- _Seçilmiş Metin_

Türkiye’nin yönetimine talip olanlardan, bu gibi problemleri nasıl ve hangi vadede çözeceklerini açıklamalarını istemek, bunları yapıp yapmadıklarını izlemek hakkımız; bu ülkenin sahipleri olarak görevimizdir.

Bu liberalizm mi?

Önce şu gerçeği tekrarlamakta yarar var: Ekonomi, bazı düşünürlerin icat ettikleri ideolojilerle kurulmamıştır. Ekonomi,  ilk insan topluluklarından itibaren ortaya çıkan ilişkilerin ismidir; bu ilişkileri inceleyen bilim dalının da adıdır. Yaygın algılama, bu bağlamda, “kapitalizm” diye bir ideolojinin ortaya çıkıp ekonomiyi kendi öngörülerine göre düzenlediğidir. Bu yanlıştır. Kapitalizm diye bir ideoloji kurulmamıştır. “Kapitalizm”, mevcut ekonomiyi tenkit edenler tarafından yaşanan hale verilen isimdir.  Mevcut halin iyi olmadığını, bunu zorla değiştirmek gerektiğini, daha doğrusu isteseniz de istemeseniz de mevcut hâlin zorla değişeceğini ve “olması gereken” hale dönüşeceğini savunan Marksizm’dir ki Marksizmin ekonomi teorisinin çalışmadığını da kurulan Marksist ekonomiler ölerek göstermişlerdir.

Özetle “kapitalizm” bir ideoloji olarak değil, Marksizmin mevcuda verdiği isim olarak ortaya çıkmıştır. Marksizm veya “bilimsel sosyalizm” ise ideolojidir ve öngördüğü düzeni kendi ideolojisine sadık devrimciler eliyle kurdurmak istemiştir. Kurdurmuş ve başarısız olmuştur[2]

18. asırdan bu yana, olup biteni, gerçeği gözlemlediğimizde ortaya çıkan, bu bölümde anlattıklarımızdır.

Karşı olamayacaklarımız

Milliyetçilik adına “şuna da buna da karşıyız” derken, dikkatli olmak zorundayız.

Özellikle:

  • Sahipliği reddediyor muyuz?
  • Piyasayı reddediyor muyuz?

- _Veri Bölümü_
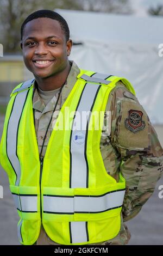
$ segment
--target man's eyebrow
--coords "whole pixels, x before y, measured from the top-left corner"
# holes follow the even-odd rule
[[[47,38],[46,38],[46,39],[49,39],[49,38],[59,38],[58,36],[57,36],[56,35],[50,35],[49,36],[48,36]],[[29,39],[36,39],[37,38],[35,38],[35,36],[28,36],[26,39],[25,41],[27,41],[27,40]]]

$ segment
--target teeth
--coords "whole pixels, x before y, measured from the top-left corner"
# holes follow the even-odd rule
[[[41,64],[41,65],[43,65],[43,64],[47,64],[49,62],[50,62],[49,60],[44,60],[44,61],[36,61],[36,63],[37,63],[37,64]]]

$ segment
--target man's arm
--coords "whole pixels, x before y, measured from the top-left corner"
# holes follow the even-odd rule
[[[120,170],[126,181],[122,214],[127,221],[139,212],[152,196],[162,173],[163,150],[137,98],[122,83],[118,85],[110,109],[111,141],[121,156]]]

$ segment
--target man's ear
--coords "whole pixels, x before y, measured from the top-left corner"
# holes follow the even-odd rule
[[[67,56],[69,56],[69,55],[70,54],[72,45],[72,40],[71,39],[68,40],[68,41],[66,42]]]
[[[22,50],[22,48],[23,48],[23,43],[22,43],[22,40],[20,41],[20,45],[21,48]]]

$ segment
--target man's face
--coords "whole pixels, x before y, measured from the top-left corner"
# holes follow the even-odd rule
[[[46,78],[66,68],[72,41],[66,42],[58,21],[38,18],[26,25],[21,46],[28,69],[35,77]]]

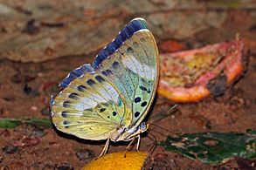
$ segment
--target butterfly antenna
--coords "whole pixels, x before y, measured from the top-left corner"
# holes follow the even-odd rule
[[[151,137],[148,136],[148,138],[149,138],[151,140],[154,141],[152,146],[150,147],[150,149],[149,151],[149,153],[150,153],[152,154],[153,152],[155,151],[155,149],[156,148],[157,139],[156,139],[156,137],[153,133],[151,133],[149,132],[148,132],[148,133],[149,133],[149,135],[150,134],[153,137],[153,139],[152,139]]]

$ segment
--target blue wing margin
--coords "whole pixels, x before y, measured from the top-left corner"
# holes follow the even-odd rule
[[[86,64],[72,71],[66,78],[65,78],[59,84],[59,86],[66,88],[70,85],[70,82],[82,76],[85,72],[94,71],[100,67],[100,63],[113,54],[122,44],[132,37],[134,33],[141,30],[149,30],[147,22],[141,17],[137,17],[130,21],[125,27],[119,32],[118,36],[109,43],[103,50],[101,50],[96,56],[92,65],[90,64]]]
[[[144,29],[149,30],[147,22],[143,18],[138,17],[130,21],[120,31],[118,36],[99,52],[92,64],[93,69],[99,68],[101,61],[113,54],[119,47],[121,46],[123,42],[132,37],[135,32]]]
==
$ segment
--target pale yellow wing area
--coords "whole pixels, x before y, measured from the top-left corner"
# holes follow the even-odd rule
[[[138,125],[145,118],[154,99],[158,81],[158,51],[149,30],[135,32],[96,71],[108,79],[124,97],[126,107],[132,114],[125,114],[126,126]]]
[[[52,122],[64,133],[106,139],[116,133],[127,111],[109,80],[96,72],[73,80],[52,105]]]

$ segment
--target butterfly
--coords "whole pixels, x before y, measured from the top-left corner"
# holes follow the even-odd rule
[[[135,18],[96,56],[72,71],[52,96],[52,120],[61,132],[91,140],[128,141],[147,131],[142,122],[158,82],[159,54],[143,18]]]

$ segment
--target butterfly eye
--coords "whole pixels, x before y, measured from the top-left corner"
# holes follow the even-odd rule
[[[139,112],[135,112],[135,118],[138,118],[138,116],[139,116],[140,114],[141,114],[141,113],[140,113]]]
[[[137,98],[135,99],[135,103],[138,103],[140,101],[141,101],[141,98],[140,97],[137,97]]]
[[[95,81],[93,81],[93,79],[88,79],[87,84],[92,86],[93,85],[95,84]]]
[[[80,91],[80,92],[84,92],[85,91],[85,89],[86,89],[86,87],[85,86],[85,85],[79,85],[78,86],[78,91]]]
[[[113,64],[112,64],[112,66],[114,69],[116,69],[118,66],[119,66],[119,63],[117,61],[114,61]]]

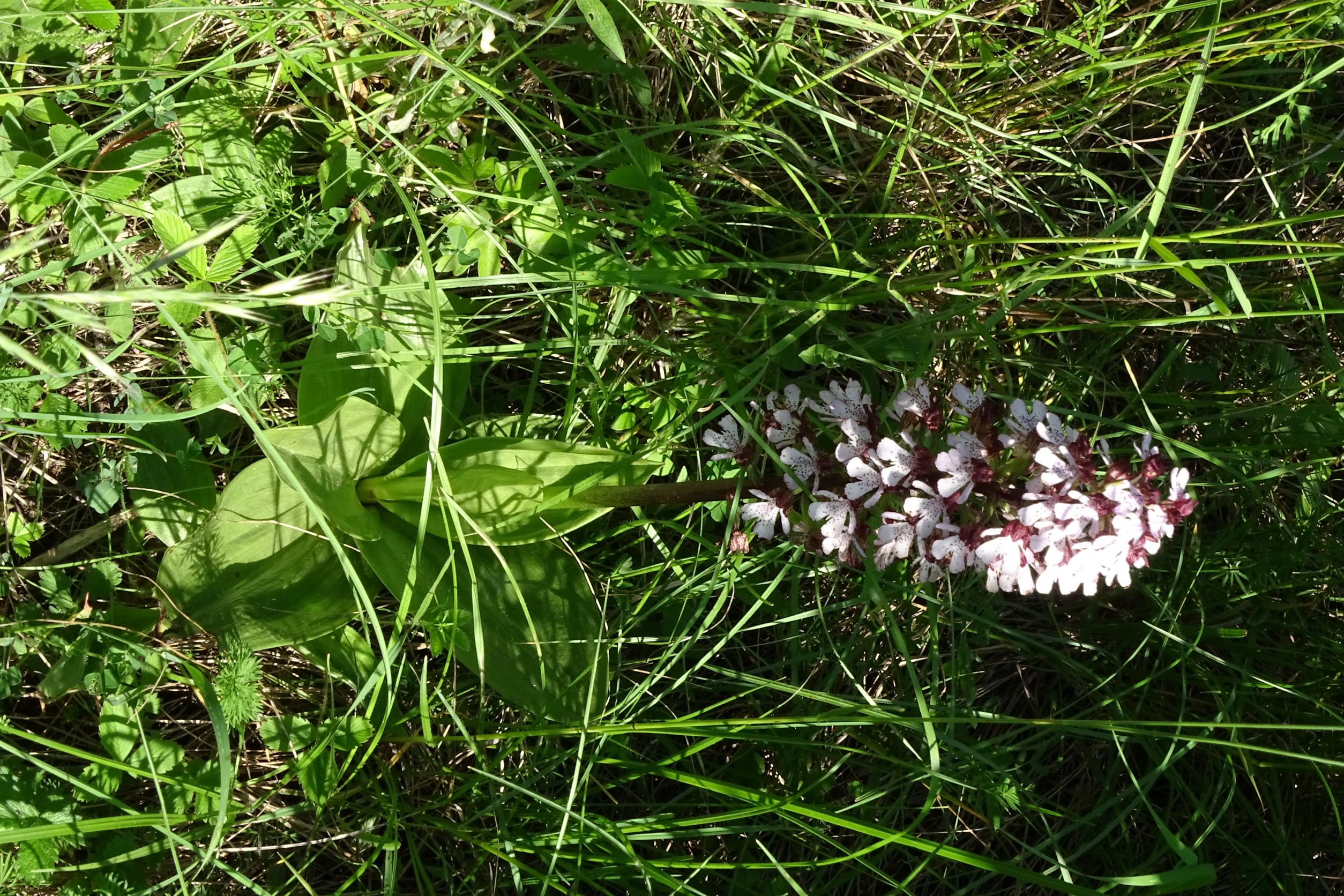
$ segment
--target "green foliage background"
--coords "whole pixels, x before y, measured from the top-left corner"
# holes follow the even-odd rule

- _Görevler_
(A) Seçilmiş metne göre Marksizmin ekonomi teorisinin çalışmadığını ne göstermiştir?
(B) Seçilmiş metinde “18. asırdan bu” ile “Piyasayı reddediyor muyuz?” arasındaki kısmı, iki uç da dahil olmak üzere, “reddediyor” yerine “dışlıyor” koyarak düzenleyin ve yeniden yazın.
Buradaki veriler metinle ilgili değildir.

- _Sıralı Cevaplar_
(A) Bunu kurulan Marksist ekonomiler ölerek göstermiştir.

(B)
18. asırdan bu yana, olup biteni, gerçeği gözlemlediğimizde ortaya çıkan, bu bölümde anlattıklarımızdır.

Karşı olamayacaklarımız

Milliyetçilik adına “şuna da buna da karşıyız” derken, dikkatli olmak zorundayız.

Özellikle:

  • Sahipliği dışlıyor muyuz?
  • Piyasayı dışlıyor muyuz?